Our goal is to come up with a confidence interval (a,b) that we can be 90% sure contains \mu.


Our interval takes the form of ( \bar{x} - z \sigma, \bar{x} + z \sigma ) as \bar{x} is our best guess at the middle of the interval. We have to find the z that gives us 90% of the area of the bell in the "middle".


Since we're given the standard deviation of the true distribution we don't need a t distribution or anything like that. n=45 is big enough (more than 30 or so) that we can substitute the normal distribution for the t distribution anyway.


Usually the questioner is nice enough to ask for a 95% confidence interval, which by the 68-95-99.7 rule is plus or minus two sigma. Here it's a bit less; we have to look it up.

GIVEN MATERIAL —
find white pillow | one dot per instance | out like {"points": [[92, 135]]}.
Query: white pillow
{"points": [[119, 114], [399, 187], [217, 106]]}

SET TASKS —
[1] Using the confidence interval passage, answer each question on its own line:
(a) With what confidence should the interval contain \mu?
(b) What sample size does the passage give?
(c) By the 68-95-99.7 rule, a 95% confidence interval is plus or minus how many sigma?
[2] For each statement, say whether the confidence interval passage supports it. Answer yes or no, and quote the words that decide it.
(a) A t distribution is needed because the standard deviation is not known.
(b) A sample of 45 is large enough to use the normal distribution in place of the t distribution.
(c) The interval is centered on \bar{x}.
[3] Carry the confidence interval explanation forward from its final sentence.

ANSWER LIST —
[1]
(a) 90%
(b) n=45
(c) Two sigma

[2]
(a) No: "Since we're given the standard deviation of the true distribution we don't need a t distribution or anything like that."
(b) Yes: "n=45 is big enough (more than 30 or so) that we can substitute the normal distribution for the t distribution anyway."
(c) Yes: "as \bar{x} is our best guess at the middle of the interval"

[3]
With the right table or computer we find z that corresponds to a probability p=.90 the integral of the unit normal from -z to z. Unfortunately these tables come in various flavors and we have to convert the probability to suit. Sometimes that's a one sided probability from zero to z. That would be an area aka probability of 0.45 from 0 to z (the "body") or a probability of 0.05 from z to infinity (the "tail"). Often the table is the integral of the bell from -infinity to positive z, so we'd have to find p=0.95 in that table. We know that the answer would be z=2 if our original p had been 95% so we expect a number a bit less than 2, a smaller number of standard deviations to include a bit less of the probability.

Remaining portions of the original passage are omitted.